**TASK REQUIREMENTS:** Lines of the listing that contain "below" need to be copied.

**PROVIDED RECORDS:**
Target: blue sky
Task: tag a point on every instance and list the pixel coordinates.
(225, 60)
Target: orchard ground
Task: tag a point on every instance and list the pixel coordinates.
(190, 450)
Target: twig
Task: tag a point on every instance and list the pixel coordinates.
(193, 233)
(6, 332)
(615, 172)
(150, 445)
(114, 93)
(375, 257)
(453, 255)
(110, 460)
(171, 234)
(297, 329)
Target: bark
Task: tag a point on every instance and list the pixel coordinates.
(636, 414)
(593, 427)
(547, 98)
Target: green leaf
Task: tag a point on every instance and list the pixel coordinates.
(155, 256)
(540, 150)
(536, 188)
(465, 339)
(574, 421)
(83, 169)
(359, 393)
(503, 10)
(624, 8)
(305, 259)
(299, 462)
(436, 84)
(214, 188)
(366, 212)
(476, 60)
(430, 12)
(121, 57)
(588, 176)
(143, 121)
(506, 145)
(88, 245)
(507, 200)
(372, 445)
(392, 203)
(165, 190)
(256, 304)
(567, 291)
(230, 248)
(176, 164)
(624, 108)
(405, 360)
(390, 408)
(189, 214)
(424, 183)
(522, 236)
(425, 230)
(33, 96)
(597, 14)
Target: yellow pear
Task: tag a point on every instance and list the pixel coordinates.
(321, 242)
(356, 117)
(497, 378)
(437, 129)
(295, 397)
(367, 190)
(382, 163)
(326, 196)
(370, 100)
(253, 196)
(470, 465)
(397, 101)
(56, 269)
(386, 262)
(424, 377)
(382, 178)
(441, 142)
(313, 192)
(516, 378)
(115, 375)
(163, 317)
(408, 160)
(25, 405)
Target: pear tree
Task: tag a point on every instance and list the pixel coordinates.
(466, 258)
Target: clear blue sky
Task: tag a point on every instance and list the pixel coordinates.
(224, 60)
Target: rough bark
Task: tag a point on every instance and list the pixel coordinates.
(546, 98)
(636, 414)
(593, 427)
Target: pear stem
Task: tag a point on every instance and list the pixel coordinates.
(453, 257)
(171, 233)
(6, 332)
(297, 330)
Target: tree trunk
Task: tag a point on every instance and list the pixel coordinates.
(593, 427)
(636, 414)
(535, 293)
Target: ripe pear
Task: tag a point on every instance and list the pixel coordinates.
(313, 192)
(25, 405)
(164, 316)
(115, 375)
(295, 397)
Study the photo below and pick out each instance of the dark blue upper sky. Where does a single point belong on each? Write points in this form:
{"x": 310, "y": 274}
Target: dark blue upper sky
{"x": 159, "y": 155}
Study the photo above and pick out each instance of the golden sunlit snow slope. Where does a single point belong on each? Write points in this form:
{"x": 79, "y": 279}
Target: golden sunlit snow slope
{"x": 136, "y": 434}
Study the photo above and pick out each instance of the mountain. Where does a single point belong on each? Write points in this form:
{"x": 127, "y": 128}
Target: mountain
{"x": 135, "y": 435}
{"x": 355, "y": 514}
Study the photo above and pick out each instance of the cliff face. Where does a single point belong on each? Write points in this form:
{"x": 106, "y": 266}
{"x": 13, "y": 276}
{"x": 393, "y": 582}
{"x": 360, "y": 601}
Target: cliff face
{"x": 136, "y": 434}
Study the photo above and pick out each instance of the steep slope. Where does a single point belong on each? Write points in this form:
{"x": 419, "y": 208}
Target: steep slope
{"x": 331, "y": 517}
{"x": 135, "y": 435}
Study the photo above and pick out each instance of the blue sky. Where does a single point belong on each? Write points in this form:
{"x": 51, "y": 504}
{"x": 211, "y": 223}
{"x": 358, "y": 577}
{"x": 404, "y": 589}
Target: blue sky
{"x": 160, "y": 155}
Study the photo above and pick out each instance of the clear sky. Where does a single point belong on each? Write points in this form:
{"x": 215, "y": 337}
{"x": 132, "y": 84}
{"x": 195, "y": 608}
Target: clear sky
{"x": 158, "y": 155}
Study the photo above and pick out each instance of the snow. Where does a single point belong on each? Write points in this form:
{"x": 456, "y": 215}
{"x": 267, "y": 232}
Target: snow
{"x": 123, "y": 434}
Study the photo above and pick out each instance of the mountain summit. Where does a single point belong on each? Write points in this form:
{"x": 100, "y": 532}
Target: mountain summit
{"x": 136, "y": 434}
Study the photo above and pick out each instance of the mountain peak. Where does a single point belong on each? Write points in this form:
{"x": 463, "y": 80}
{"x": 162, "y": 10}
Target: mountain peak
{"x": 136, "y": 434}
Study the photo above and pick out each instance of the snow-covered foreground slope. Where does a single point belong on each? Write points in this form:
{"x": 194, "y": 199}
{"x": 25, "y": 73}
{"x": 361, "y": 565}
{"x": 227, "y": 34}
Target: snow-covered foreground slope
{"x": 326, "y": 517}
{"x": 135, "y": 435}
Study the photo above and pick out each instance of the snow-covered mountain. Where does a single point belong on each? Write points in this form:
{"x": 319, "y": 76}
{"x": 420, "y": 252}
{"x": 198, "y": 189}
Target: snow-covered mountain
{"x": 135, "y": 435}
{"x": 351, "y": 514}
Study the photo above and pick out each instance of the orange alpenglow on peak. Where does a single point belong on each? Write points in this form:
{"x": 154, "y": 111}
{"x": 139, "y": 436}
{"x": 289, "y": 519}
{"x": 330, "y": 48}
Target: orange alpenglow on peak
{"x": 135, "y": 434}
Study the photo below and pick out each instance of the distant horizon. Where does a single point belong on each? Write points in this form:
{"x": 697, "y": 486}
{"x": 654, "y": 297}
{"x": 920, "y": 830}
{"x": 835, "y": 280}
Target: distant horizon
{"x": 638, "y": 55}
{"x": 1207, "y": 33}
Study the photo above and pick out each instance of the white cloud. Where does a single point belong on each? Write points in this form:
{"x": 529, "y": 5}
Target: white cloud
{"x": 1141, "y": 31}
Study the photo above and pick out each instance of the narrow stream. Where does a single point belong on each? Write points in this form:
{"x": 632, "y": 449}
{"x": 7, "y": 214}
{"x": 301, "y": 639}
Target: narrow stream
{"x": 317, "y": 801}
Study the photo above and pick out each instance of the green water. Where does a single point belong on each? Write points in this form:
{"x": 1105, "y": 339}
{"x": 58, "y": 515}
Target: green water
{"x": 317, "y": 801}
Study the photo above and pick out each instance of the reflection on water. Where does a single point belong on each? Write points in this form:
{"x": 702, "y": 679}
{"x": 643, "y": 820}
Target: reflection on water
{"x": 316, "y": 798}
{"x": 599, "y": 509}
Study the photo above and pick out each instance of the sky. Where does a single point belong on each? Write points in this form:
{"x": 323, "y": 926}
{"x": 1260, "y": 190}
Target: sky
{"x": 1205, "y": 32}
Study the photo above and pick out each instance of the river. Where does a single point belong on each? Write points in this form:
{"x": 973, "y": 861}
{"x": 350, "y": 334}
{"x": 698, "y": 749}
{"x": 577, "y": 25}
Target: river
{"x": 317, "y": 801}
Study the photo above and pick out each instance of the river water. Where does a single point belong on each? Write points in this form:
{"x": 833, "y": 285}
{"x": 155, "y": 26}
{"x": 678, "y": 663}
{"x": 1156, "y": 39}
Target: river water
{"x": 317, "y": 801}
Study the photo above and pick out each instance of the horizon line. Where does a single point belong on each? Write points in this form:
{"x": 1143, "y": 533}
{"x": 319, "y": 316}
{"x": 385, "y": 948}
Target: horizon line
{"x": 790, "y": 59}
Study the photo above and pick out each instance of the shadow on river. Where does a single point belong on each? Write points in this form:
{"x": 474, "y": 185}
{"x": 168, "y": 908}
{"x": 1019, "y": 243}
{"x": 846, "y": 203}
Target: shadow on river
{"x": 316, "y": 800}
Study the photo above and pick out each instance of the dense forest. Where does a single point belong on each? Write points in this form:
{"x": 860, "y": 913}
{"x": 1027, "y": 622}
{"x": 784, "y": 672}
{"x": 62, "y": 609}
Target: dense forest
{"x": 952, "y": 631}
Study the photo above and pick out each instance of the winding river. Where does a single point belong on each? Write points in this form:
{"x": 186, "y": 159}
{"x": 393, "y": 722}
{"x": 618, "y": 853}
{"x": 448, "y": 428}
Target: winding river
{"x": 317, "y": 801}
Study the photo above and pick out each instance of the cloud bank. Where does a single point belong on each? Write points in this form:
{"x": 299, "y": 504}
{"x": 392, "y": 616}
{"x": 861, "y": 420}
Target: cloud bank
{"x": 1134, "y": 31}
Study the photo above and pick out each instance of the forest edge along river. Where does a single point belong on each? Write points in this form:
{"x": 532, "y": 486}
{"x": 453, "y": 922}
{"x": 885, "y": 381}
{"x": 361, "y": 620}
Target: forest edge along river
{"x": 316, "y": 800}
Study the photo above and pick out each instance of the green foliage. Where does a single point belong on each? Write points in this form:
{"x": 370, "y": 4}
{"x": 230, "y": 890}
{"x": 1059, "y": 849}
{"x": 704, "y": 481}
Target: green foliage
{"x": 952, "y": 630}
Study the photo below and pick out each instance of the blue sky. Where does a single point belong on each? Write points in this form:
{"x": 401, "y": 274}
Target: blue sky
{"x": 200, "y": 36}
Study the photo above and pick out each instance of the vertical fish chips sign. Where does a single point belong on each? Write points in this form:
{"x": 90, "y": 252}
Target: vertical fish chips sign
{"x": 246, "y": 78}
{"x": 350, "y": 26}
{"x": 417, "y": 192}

**TASK RESPONSE:**
Study the photo below and pick out each instance of the dark blue upper sky. Where does a single point belong on each? Write points in this form:
Study the photo below and pick out each instance of the distant horizon. Where does a single point belong on each? Write points in this form:
Study the photo below and pick out each instance of the blue sky. Where does a single point belong on each? Write points in this form:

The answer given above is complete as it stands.